◆ **TASK STATEMENT**
Where the lines below hold images, skip those and copy every word exactly.

◆ **DATA FOR ANALYSIS**
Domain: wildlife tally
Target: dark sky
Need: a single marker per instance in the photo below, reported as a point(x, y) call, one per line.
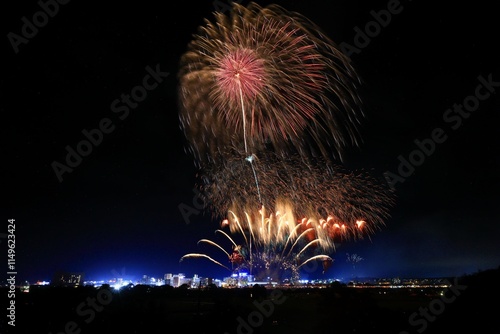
point(117, 212)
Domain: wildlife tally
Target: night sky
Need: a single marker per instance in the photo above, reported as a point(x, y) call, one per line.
point(117, 212)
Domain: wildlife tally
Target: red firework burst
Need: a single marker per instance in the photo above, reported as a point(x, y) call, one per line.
point(266, 78)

◆ **TASK RESULT**
Domain: wildlife tally
Target: dark sky
Need: a single marker per instance in the photo below, reported as a point(x, y) call, one per line.
point(117, 212)
Domain: wildlife tally
Target: night sky
Need: a single marker per instance in the photo above, reported as a point(x, y) call, one per line.
point(117, 212)
Domain: wildlife tally
Target: red firework burst
Need: a single marker per instance in the photo above, reported as a point(x, y) call, one per line.
point(266, 78)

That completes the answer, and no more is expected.